(Saved data entries)
┄┄┄┄┄┄

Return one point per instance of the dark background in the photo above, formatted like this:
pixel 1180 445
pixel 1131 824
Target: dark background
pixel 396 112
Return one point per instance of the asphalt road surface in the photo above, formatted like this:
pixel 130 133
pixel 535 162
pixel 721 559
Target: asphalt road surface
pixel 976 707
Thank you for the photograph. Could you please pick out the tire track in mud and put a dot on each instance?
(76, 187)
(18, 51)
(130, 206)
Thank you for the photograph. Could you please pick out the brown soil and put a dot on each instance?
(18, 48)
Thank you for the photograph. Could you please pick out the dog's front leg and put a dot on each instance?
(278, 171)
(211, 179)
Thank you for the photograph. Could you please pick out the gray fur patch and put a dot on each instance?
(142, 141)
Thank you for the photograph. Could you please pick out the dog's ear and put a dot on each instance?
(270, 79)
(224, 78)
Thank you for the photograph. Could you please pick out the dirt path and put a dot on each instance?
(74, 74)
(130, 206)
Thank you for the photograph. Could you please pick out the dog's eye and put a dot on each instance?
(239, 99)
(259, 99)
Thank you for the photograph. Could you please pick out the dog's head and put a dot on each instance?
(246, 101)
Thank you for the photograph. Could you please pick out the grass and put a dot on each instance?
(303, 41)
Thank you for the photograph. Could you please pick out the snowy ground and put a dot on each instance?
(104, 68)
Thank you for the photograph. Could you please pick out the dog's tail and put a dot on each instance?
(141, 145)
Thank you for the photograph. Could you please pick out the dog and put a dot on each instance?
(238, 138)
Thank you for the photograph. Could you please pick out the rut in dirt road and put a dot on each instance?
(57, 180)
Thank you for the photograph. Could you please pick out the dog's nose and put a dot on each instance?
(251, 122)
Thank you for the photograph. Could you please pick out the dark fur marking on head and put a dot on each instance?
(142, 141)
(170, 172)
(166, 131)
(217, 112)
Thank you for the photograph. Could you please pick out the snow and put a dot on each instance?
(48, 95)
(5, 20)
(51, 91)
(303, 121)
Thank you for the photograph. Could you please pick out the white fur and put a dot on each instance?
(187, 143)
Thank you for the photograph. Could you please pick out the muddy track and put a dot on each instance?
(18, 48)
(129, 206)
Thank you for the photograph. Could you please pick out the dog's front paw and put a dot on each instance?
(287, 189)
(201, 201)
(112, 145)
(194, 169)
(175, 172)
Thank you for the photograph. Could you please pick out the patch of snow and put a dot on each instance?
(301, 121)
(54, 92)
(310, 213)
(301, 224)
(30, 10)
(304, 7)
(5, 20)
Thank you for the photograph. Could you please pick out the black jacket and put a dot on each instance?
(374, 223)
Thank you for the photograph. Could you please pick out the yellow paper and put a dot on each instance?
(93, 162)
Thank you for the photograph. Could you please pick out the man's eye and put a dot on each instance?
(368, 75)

┄┄┄┄┄┄

*STATED EXERCISE*
Go through the data and return every record exactly.

*SOLUTION TO THIS TASK*
Return one point per instance of the dark background in the photo above, formatted like this:
pixel 1180 445
pixel 1131 824
Target: dark background
pixel 396 112
Return one point per instance of the asphalt road surface in the photo above, formatted like this:
pixel 130 133
pixel 535 162
pixel 721 559
Target: asphalt road surface
pixel 976 707
Thank you for the photograph. Could you please pick out the tire track in mud and put a dot on each instance?
(76, 187)
(18, 51)
(130, 206)
Thank you for the photograph. Could you please pick out the brown soil and put a dot on each instance?
(18, 48)
Thank you for the photograph. Could you please pick out the dog's front leg and put a dot on each instance?
(278, 171)
(211, 179)
Thank you for the photograph. Could you please pick out the gray fur patch and put a dot on each instance?
(142, 141)
Thank you for the photograph. Could you please pick out the dog's ear and put a dot on each instance?
(270, 79)
(224, 78)
Thank you for the photograph. Could you please pick out the dirt path and put a dot on each instance?
(74, 74)
(130, 206)
Thank you for the photograph. Could you please pick out the dog's eye and put a dot on each instance?
(239, 99)
(259, 99)
Thank you for the photograph. Could you please pick out the dog's head and put a dot on each instance?
(246, 101)
Thank you for the photograph. Could you please pick out the grass and put a dot on each instance?
(303, 41)
Thank you for the photograph. Could you please pick out the snowy ground and put a dot on each instance?
(104, 68)
Thank you for the photograph. Could you please pick out the dog's tail and put a dot on each instance?
(141, 145)
Thank you for the photograph. Could you please pick out the dog and put a dot on each instance?
(238, 138)
Thank you for the photograph. Could you please pick out the rut in dirt road and put a dot on each instance?
(57, 180)
Thank you for the photograph. Could you please pick out the dog's nose and put a dot on each instance?
(251, 122)
Thank you for the photograph. Could you please pick out the dark fur marking on head and put a dot on each instance?
(142, 141)
(170, 172)
(166, 131)
(217, 112)
Thank you for the photograph. Could you please pick out the snow and put a dot on each instance?
(48, 95)
(5, 20)
(51, 91)
(303, 121)
Thank you for the photograph. Could you please pick out the white fur and put a dot on each instance?
(187, 143)
Thank you for the photograph. Could you please pick out the muddy track and put a dot on each instance?
(18, 48)
(129, 206)
Thank you for the photograph. Could you please pick out the dog's front paw and put a dot on each instance?
(287, 189)
(201, 201)
(112, 145)
(194, 169)
(175, 172)
Thank you for the photograph. Could you please pick out the patch of snow and put a dot on each instance?
(301, 121)
(54, 92)
(310, 213)
(301, 224)
(30, 10)
(304, 7)
(5, 20)
Thank you for the photograph. Could you please pick out the black jacket and put a dot on each instance?
(374, 223)
Thank you for the photograph. Could you please pick out the yellow paper and put a dot on each instance?
(93, 162)
Thank you for the photograph. Could you please pick out the man's eye and put a dot on each instance?
(368, 75)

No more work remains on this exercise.